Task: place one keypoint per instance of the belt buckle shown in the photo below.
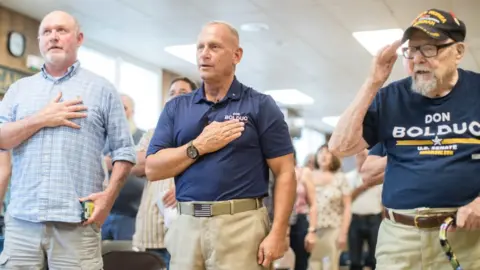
(415, 219)
(202, 210)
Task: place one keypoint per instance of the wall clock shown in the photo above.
(16, 44)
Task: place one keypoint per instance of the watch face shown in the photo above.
(192, 152)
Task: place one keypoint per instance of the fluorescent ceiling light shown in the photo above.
(373, 41)
(331, 120)
(184, 52)
(290, 97)
(254, 27)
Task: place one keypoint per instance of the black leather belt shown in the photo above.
(421, 221)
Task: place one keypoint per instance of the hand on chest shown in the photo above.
(28, 104)
(190, 125)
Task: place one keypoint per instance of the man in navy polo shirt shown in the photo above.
(429, 124)
(219, 143)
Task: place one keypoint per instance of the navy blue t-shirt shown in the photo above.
(432, 144)
(239, 170)
(378, 150)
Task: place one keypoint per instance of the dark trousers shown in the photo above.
(363, 228)
(298, 231)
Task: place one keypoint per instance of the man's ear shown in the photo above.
(460, 49)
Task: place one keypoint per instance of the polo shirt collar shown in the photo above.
(70, 72)
(234, 92)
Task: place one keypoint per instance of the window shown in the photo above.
(98, 63)
(143, 86)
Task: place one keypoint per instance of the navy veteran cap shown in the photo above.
(438, 24)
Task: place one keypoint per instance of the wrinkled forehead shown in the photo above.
(58, 20)
(418, 37)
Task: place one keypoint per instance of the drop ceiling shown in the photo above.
(309, 44)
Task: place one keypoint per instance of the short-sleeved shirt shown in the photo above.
(239, 170)
(432, 144)
(378, 150)
(330, 204)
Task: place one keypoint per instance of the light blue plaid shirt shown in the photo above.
(57, 166)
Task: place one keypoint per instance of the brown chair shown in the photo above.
(132, 260)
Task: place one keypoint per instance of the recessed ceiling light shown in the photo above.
(254, 27)
(184, 52)
(331, 120)
(375, 40)
(290, 97)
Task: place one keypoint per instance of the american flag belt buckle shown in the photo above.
(202, 210)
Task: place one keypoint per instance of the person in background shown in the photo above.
(56, 123)
(120, 224)
(149, 231)
(366, 216)
(333, 196)
(5, 174)
(219, 143)
(302, 232)
(310, 161)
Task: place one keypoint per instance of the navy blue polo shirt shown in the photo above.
(239, 170)
(378, 150)
(432, 144)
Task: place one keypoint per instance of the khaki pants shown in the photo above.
(401, 247)
(325, 247)
(64, 246)
(223, 242)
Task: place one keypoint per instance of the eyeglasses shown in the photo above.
(427, 50)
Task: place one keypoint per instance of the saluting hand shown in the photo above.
(384, 61)
(58, 113)
(217, 135)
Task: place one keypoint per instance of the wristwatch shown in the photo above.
(192, 151)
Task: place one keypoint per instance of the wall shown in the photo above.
(167, 77)
(12, 68)
(13, 21)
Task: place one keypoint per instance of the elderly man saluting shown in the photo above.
(429, 124)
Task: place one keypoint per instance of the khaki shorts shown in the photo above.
(223, 242)
(401, 247)
(63, 246)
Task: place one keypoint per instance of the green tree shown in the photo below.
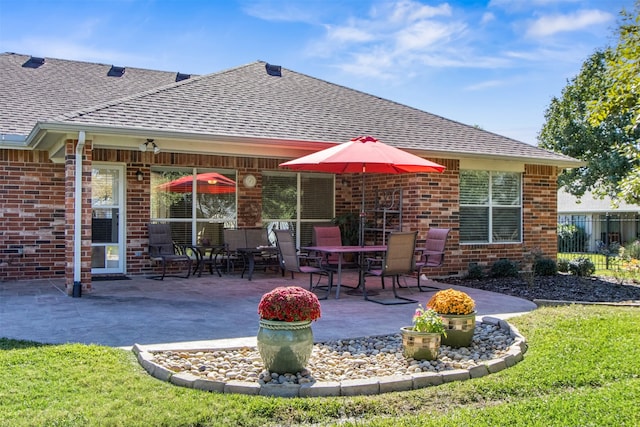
(596, 120)
(622, 98)
(567, 130)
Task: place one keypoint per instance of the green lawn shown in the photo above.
(600, 261)
(582, 369)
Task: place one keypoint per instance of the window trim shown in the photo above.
(490, 206)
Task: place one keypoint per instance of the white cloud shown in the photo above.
(348, 34)
(487, 17)
(525, 4)
(426, 35)
(406, 11)
(553, 24)
(280, 11)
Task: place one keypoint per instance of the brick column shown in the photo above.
(70, 228)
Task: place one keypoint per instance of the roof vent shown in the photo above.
(115, 71)
(182, 76)
(274, 70)
(33, 62)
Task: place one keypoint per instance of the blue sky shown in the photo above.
(492, 63)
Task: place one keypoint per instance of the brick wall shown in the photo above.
(34, 217)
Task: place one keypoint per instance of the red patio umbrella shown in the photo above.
(206, 183)
(363, 154)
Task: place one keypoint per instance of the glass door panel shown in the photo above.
(106, 221)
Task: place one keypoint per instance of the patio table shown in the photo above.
(341, 250)
(209, 256)
(249, 256)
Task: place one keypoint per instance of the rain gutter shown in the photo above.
(77, 220)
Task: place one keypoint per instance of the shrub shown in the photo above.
(504, 268)
(572, 238)
(563, 265)
(582, 267)
(631, 250)
(475, 271)
(545, 267)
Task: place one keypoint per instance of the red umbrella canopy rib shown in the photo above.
(363, 154)
(207, 183)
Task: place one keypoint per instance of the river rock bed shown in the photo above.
(338, 360)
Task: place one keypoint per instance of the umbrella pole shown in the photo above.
(362, 212)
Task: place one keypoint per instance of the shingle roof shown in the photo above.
(247, 102)
(28, 95)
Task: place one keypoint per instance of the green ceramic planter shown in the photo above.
(285, 347)
(460, 329)
(419, 345)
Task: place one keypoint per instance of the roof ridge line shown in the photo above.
(159, 89)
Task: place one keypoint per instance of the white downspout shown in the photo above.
(77, 219)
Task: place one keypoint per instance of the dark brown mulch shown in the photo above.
(559, 287)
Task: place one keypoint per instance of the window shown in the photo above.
(198, 204)
(490, 207)
(297, 201)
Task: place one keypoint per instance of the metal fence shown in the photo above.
(597, 236)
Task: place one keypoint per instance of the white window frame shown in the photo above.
(490, 205)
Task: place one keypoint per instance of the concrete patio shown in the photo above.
(121, 313)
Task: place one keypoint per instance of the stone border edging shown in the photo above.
(553, 303)
(356, 387)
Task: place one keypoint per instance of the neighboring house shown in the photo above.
(603, 223)
(89, 154)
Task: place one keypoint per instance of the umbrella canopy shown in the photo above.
(363, 154)
(206, 183)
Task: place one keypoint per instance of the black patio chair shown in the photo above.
(398, 260)
(291, 260)
(163, 251)
(432, 255)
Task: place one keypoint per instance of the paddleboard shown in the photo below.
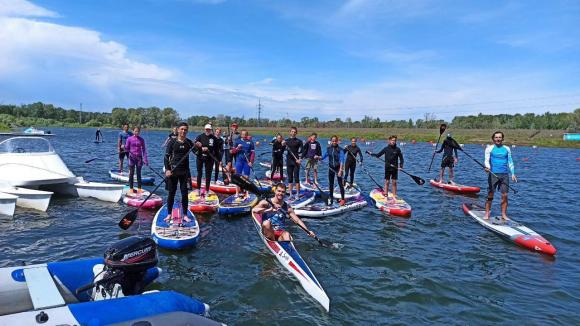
(511, 230)
(455, 187)
(136, 199)
(206, 203)
(321, 209)
(124, 176)
(397, 207)
(217, 186)
(176, 233)
(236, 204)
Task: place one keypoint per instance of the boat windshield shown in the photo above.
(25, 145)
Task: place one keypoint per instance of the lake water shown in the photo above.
(436, 267)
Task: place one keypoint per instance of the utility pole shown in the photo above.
(259, 111)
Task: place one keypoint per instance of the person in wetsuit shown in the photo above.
(208, 145)
(350, 153)
(392, 156)
(135, 146)
(498, 160)
(121, 140)
(278, 157)
(448, 160)
(293, 159)
(176, 162)
(335, 165)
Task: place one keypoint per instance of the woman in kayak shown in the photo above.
(335, 164)
(278, 157)
(392, 155)
(135, 147)
(177, 149)
(274, 217)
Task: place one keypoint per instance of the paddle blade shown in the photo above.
(442, 128)
(128, 219)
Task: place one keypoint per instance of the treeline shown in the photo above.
(153, 117)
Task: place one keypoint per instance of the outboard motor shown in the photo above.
(126, 263)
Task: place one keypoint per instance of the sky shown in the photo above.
(392, 59)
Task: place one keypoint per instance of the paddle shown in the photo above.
(245, 184)
(130, 217)
(96, 158)
(442, 128)
(323, 194)
(418, 180)
(454, 144)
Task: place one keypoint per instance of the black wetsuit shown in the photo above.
(448, 150)
(277, 159)
(294, 146)
(174, 152)
(204, 159)
(392, 156)
(350, 153)
(219, 155)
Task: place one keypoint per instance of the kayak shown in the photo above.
(321, 209)
(288, 257)
(349, 192)
(455, 187)
(304, 198)
(176, 233)
(511, 230)
(236, 204)
(216, 186)
(124, 177)
(397, 207)
(137, 199)
(206, 203)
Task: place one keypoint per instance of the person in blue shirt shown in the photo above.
(121, 141)
(244, 151)
(335, 156)
(498, 160)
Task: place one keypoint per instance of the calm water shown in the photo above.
(438, 266)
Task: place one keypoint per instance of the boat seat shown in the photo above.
(42, 289)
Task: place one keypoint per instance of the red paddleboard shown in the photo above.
(455, 187)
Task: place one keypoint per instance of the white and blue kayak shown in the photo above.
(321, 209)
(304, 198)
(176, 233)
(288, 257)
(237, 204)
(124, 176)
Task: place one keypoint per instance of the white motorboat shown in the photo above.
(31, 169)
(29, 198)
(7, 204)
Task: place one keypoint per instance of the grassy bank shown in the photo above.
(520, 137)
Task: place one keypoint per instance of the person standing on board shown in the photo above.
(498, 160)
(278, 157)
(135, 147)
(392, 156)
(312, 151)
(220, 143)
(274, 217)
(122, 139)
(448, 160)
(293, 160)
(98, 135)
(350, 152)
(208, 145)
(335, 164)
(178, 173)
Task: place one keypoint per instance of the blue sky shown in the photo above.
(395, 59)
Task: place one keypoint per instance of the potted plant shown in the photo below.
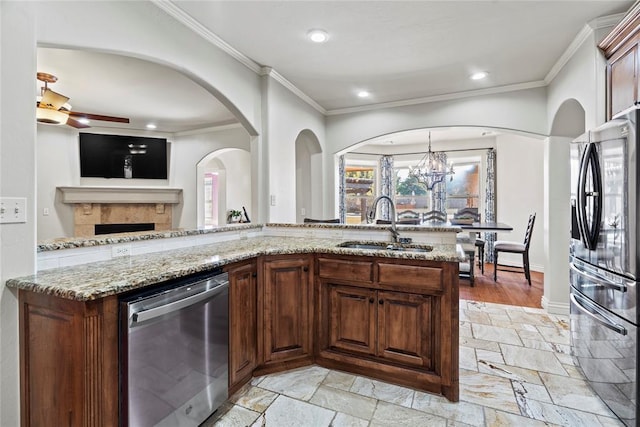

■ ■ ■

* TASK ITEM
Could you write out verbatim only those lines that run from the line containing "Task: place one keypoint per instance of the outboard" through the end of the listing above, both included, without the pictures?

* TASK RESPONSE
Task: place one keypoint per instance of the outboard motor shown in the photo above.
(126, 263)
Task: place one keypoint per instance of the sky shown in the photo above.
(392, 59)
Task: place one keypoint per instance of the paddle shown in the photo above.
(245, 184)
(130, 217)
(96, 158)
(442, 128)
(323, 194)
(418, 180)
(454, 144)
Task: place one keypoint per instance of the black wetsuit shown in the photo above.
(448, 150)
(277, 159)
(294, 146)
(174, 152)
(204, 159)
(392, 156)
(350, 153)
(219, 155)
Task: place one keypoint per instance of the kayak shown in the photo above.
(321, 209)
(288, 257)
(349, 192)
(455, 187)
(304, 198)
(176, 233)
(511, 230)
(236, 204)
(216, 186)
(124, 177)
(397, 207)
(137, 199)
(206, 203)
Task: place one keypoint per instance of the person in blue shirt shown in the photo above.
(121, 141)
(244, 151)
(335, 156)
(498, 160)
Task: place one keypoint per instance of the calm water shown in the photo above.
(438, 266)
Task: place one keypoint per instance of the boat seat shown in the photo above.
(42, 289)
Task: place one keypoint per instance of the red paddleboard shown in the photo above.
(455, 187)
Task: place one keypoint per instance of the white and blue kayak shown in the photo above.
(321, 209)
(304, 198)
(176, 233)
(288, 257)
(237, 204)
(124, 176)
Task: place one keypoint per instance of the white motorboat shown in the photo above.
(31, 169)
(29, 198)
(7, 204)
Task: place one keypoint per instance of the grassy bank shown in the photo above.
(520, 137)
Task: place one keypoint per instance of the person standing on board shown in the photo above.
(498, 160)
(278, 157)
(135, 147)
(392, 156)
(312, 151)
(220, 143)
(274, 217)
(122, 139)
(448, 160)
(293, 160)
(98, 135)
(350, 152)
(208, 145)
(335, 164)
(178, 173)
Task: place one keypoint per instance of the blue sky shown in the photo above.
(395, 59)
Task: place one keypoint per instance of the potted plant shown in the photo below.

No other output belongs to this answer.